> _Text shown_

The dual output switch's substrate electrical conductor arrangement takes advantage of this stable tripod configuration that is consistent and reliable. It is highly recommended that the common dual output electrical conductor 38 be at the heel end 22 of the armature 32. The common dual output electrical conductor is much larger than the other electrical conductors just in case the actual common dual output contact point 48 shifts around. The common dual output electrical conductor is large enough to cover the entire region on the dual output substrate layer 42 that may be contacted by the substantially flat heel end of the armature. The first and second dual output electrical conductors 34 and 36 may be smaller because they will be electrically connected to the armature at the toe pads 40 only. Electrical leads 52 connect the electrical conductors to electronics that are external to the switch.
Final travel of the dual output armature is fairly abrupt, so the toe pads hit the dual output substrate layer 42 almost simultaneously. When an electrical conductor touches one of the armature's toe pads, the flow of charge will be toward the common of the circuit because it provides the greatest potential difference. Even if there is a potential difference between the toe pads, there is no flow of current between them because the common electrical conductor is always the first to connect to the circuit and the last to disconnect from the circuit. When the actuation force is removed from the crown of the armature, the toe end strongly returns to the magnetic coupler layer. The heel end weakly returns to the magnetic coupler layer only after the toe end has removed itself from the circuit.

> _Supplied entries_
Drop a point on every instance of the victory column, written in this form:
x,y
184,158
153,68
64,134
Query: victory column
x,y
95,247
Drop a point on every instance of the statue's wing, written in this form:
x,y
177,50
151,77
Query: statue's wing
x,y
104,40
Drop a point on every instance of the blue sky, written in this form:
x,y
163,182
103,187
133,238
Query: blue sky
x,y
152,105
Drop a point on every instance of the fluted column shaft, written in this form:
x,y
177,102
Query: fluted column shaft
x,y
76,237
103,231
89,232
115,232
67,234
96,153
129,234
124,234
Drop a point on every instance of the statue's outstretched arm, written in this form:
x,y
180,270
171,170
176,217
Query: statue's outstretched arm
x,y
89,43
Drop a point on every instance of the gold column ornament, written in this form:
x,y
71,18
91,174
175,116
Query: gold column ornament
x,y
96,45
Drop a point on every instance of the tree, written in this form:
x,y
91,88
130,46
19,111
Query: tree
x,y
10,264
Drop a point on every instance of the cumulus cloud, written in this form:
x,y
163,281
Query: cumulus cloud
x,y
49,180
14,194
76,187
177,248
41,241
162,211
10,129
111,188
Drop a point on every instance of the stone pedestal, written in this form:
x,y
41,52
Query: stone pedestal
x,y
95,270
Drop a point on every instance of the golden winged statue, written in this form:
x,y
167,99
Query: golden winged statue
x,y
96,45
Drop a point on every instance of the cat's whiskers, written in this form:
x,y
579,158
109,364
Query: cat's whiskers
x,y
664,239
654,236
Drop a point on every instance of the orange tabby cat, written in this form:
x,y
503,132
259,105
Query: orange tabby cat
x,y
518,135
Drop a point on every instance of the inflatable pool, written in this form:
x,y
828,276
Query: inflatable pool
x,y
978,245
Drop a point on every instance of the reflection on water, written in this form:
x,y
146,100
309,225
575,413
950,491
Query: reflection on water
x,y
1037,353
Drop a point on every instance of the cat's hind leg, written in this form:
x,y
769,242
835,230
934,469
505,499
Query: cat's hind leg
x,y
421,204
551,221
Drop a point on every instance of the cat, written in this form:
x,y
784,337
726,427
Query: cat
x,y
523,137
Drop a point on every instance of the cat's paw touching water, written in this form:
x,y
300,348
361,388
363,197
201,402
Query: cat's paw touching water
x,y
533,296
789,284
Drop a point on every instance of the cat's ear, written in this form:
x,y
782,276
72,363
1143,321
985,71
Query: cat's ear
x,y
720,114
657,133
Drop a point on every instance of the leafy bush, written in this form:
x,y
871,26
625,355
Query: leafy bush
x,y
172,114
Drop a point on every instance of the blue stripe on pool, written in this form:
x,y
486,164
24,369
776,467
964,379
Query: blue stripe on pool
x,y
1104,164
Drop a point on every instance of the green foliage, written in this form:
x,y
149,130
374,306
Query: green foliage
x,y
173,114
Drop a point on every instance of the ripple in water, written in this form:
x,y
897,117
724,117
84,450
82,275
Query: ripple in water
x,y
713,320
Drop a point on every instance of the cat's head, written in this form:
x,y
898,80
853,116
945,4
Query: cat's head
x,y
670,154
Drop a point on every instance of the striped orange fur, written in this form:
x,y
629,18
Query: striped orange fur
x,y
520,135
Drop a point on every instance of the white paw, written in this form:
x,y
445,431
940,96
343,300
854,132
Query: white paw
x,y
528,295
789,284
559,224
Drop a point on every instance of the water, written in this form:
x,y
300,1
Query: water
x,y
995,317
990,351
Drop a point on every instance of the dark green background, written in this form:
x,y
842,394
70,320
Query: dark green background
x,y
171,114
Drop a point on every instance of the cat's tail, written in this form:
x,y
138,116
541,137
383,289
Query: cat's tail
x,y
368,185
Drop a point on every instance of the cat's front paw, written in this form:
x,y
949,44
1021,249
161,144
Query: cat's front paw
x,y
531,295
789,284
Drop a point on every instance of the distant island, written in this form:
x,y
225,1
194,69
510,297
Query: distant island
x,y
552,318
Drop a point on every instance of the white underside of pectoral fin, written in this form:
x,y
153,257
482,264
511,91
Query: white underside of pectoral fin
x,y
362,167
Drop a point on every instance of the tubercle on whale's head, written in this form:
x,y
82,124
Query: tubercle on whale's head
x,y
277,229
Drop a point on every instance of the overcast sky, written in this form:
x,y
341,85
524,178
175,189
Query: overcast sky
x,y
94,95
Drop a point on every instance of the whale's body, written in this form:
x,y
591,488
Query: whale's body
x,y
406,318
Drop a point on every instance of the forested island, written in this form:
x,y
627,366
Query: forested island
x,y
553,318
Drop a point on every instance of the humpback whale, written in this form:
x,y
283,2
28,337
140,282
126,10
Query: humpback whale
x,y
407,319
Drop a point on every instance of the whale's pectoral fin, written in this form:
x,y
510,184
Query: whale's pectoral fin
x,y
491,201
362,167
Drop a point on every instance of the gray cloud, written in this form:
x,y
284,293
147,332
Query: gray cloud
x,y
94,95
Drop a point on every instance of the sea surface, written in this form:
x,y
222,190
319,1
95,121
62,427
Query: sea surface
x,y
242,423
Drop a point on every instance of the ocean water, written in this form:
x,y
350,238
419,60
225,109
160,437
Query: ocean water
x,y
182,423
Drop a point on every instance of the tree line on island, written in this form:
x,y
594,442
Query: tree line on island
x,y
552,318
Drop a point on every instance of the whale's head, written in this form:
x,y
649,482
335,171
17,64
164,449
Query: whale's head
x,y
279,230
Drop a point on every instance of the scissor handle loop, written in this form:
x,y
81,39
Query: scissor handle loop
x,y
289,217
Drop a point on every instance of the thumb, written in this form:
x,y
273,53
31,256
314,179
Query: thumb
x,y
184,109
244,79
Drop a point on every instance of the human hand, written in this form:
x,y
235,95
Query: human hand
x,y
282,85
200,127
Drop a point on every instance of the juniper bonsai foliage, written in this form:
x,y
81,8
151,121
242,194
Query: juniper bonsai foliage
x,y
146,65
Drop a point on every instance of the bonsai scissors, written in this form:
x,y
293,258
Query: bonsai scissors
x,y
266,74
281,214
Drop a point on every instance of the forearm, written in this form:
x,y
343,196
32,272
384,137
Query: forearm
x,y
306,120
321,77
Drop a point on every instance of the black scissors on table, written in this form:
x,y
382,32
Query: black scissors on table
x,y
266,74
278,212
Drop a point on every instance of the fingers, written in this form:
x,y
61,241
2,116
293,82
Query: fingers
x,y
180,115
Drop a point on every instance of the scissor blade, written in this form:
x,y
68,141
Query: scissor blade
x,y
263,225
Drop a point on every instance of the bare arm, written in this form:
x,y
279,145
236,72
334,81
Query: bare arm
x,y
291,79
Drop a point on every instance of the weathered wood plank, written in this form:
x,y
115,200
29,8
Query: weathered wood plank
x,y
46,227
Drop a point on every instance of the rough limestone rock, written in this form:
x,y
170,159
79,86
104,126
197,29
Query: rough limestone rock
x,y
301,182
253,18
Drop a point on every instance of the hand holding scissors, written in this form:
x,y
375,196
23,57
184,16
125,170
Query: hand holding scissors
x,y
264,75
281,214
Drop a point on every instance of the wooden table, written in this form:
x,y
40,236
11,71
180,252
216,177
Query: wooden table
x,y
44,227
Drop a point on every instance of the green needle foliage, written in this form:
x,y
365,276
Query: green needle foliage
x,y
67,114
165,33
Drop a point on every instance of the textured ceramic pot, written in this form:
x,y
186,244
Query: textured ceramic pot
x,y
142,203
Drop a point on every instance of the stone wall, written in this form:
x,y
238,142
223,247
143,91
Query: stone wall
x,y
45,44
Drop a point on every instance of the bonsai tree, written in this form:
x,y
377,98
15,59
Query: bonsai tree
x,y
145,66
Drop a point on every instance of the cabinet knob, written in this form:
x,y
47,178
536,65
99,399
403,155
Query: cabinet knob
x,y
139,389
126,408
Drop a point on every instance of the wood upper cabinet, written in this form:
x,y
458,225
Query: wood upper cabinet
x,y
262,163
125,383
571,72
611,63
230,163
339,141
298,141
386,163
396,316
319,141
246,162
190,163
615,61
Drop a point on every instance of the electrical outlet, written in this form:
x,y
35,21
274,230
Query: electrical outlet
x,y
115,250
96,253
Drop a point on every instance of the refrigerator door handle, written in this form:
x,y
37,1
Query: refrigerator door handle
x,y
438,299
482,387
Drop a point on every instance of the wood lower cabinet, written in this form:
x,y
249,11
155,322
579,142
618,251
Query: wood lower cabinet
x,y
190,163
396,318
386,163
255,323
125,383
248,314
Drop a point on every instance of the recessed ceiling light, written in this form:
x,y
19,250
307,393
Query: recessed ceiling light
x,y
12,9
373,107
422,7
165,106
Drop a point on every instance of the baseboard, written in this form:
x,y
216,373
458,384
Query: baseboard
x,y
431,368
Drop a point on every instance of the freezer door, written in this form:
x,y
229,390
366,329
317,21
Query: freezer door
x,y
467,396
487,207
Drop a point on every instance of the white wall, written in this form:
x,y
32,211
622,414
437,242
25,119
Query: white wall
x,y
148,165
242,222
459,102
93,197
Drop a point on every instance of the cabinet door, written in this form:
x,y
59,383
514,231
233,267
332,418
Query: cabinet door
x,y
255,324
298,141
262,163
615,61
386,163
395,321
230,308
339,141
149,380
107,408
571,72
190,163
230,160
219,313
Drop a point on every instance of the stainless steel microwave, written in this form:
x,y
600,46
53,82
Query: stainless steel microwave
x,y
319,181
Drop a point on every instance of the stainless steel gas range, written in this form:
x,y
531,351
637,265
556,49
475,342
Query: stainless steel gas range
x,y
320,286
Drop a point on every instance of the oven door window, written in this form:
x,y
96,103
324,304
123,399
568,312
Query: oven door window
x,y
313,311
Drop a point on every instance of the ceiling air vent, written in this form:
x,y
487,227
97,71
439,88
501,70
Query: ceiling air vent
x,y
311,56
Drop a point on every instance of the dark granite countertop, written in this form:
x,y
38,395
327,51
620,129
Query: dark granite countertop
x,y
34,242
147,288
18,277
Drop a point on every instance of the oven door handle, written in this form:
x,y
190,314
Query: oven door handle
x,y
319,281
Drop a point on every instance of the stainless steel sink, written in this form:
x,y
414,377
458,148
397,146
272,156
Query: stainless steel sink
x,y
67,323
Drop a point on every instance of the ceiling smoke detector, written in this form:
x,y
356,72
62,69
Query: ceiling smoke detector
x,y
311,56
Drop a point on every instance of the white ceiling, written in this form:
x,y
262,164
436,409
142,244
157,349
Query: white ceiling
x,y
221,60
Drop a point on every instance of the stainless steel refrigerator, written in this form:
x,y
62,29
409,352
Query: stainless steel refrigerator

> _What you need to do_
Reproduce the dual output switch passage from "Final travel of" to "itself from the circuit.", swapping "toe pads" for "toe contacts".

> _Exercise solution_
Final travel of the dual output armature is fairly abrupt, so the toe contacts hit the dual output substrate layer 42 almost simultaneously. When an electrical conductor touches one of the armature's toe contacts, the flow of charge will be toward the common of the circuit because it provides the greatest potential difference. Even if there is a potential difference between the toe contacts, there is no flow of current between them because the common electrical conductor is always the first to connect to the circuit and the last to disconnect from the circuit. When the actuation force is removed from the crown of the armature, the toe end strongly returns to the magnetic coupler layer. The heel end weakly returns to the magnetic coupler layer only after the toe end has removed itself from the circuit.